Source text
Subject: Re: conjugate poles/zeros for the laplace and zi
From: Steve Hamm (Steve.Hamm@motorola.com)
Date: Fri Mar 02 2001 - 16:33:14 PST
---"Martin" == Martin O'Leary <oleary@cadence.com> writes:
Martin> If they match within a specific percentage like 0.1% or 1ppm
Martin> that should be close enough,
We're talking about two rules here, I think.
1: If two roots have "matching" real values and imaginary values that
"match" but differ in sign, assume they form a conjugate pair
(and force them to be an exact conjugate pair).
2: If a root has an imaginary part and no other root "matches" its
real part and the absolute value of its imaginary part, create
a conjugate root to complete the pair.
What tolerance value for "matching", though? That is always the
problem on things like this.

Dataset rows
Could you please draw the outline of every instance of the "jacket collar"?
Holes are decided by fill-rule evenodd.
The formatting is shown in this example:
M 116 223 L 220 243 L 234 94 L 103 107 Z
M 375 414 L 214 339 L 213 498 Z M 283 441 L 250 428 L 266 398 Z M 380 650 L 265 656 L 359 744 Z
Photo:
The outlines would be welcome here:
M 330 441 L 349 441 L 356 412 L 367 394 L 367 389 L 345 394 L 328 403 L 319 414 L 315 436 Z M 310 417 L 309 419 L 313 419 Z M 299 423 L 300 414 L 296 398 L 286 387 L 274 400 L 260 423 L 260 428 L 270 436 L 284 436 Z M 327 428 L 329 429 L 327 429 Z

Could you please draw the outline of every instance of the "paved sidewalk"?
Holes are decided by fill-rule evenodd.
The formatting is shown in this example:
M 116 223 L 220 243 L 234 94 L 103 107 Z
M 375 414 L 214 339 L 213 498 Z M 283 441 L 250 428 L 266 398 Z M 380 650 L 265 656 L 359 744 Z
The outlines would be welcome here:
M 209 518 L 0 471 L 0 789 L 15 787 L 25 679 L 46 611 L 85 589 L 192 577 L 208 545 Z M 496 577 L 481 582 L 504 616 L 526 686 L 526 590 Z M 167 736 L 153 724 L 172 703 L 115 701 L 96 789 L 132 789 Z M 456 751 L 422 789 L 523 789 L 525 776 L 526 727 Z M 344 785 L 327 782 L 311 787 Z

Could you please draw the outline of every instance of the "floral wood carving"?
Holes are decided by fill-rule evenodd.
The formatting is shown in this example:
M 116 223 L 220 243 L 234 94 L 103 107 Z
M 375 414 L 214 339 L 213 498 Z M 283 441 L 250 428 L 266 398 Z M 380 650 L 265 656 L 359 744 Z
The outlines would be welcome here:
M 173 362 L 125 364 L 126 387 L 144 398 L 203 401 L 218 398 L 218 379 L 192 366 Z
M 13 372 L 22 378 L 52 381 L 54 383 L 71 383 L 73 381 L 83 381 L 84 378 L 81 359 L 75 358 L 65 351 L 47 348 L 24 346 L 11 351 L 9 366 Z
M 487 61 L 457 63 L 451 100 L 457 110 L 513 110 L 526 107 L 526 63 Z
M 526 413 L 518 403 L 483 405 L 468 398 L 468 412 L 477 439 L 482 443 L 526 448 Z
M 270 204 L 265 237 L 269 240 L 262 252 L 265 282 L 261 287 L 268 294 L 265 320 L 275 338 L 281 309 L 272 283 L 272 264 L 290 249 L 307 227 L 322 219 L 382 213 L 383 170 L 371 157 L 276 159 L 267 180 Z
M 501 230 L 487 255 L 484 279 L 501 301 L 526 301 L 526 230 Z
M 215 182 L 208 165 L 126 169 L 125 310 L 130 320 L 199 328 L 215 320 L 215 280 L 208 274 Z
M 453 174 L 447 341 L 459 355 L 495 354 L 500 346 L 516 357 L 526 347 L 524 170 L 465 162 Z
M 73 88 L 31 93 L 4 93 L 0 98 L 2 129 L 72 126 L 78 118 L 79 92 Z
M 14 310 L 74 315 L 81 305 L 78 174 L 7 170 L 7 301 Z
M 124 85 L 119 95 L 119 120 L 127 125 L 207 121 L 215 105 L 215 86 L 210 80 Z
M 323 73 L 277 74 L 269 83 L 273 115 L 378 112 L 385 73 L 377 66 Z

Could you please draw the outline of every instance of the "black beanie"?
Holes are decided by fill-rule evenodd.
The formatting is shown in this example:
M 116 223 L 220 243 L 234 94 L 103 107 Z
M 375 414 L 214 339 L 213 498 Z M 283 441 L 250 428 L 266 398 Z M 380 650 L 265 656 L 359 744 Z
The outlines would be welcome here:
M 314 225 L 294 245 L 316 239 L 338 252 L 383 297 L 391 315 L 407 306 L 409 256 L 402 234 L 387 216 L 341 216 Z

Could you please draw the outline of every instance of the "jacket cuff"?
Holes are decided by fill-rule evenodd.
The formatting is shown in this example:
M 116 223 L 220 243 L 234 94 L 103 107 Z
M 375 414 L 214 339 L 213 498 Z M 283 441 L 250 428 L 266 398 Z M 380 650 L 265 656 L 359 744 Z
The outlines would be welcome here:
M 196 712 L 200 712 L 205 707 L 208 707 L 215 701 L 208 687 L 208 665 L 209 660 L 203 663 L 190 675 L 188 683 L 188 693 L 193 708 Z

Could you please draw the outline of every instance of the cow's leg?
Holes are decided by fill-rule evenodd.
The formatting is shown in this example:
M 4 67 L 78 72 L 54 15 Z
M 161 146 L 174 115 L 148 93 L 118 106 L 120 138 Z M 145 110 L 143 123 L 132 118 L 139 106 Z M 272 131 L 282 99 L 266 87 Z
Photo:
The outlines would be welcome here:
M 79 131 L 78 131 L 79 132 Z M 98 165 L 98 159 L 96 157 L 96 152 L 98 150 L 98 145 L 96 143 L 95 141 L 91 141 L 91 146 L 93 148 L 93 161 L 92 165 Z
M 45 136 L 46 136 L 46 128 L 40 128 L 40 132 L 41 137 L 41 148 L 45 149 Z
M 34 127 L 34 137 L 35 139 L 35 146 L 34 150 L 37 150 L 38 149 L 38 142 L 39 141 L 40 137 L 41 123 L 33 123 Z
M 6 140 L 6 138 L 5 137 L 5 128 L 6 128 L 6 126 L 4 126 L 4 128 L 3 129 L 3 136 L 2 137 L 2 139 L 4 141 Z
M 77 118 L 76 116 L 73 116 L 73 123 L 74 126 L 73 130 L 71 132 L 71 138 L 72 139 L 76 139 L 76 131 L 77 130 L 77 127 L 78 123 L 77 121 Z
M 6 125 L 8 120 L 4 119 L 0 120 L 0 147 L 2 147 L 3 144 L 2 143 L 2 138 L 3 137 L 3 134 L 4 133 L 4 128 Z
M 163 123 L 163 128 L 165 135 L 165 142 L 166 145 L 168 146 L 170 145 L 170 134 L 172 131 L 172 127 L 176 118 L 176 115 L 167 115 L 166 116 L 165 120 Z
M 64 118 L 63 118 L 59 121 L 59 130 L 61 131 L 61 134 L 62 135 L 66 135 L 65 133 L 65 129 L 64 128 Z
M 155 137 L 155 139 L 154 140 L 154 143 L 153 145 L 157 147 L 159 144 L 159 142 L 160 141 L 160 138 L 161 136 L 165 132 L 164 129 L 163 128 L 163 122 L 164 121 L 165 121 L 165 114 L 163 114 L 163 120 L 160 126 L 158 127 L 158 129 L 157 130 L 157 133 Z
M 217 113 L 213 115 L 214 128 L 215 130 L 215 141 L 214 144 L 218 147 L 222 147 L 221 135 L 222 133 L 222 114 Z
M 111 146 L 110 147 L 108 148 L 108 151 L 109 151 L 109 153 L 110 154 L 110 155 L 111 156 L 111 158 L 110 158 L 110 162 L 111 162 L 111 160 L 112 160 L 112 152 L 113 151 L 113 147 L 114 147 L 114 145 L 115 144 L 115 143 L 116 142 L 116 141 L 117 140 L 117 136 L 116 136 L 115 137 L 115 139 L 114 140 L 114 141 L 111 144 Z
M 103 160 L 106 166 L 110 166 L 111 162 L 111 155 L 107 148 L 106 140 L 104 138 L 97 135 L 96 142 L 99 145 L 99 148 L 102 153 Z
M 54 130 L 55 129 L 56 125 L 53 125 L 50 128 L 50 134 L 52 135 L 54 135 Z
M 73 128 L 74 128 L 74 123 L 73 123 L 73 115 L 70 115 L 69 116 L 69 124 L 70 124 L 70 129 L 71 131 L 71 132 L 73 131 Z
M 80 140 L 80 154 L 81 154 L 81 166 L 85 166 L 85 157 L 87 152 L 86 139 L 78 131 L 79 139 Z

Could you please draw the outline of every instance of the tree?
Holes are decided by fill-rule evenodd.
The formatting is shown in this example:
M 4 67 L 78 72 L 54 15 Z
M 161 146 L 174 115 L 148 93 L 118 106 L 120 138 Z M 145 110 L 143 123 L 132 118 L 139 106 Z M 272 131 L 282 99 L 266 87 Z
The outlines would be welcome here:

Task set
1. Reproduce word for word the part of the conjugate poles and zeros post starting at "Subject: Re: conjugate" and ending at "here, I think.".
2. Write the next part of the post on conjugate poles and zeros, continuing after its final sentence.

Answer set
1.
Subject: Re: conjugate poles/zeros for the laplace and zi
From: Steve Hamm (Steve.Hamm@motorola.com)
Date: Fri Mar 02 2001 - 16:33:14 PST
---"Martin" == Martin O'Leary <oleary@cadence.com> writes:
Martin> If they match within a specific percentage like 0.1% or 1ppm
Martin> that should be close enough,
We're talking about two rules here, I think.

2.
Suppose someone drops a list of poles into a laplace_zp filter, where
a pair of poles have imaginary terms that don't match. So, depending
on the tolerance, we assume:
(a+jb) (a-j(b-eps)) -> (a+jb) (a-jb)
or (a+jb) (a-j(b-eps)) -> (a+jb) (a-jb) and (a+j(b-eps)) (a-j(b-eps))
So, we've possibly erroneously removed a pair of poles in the first
case, or we've just erroneously doubled a conjugate pair in the second
case, depending on the tolerance.
I don't like this situation, trying to guess the user's intent. So I
suppose I agree with Ian on this: we should either add syntax to allow
intent to be specified, or leave this alone.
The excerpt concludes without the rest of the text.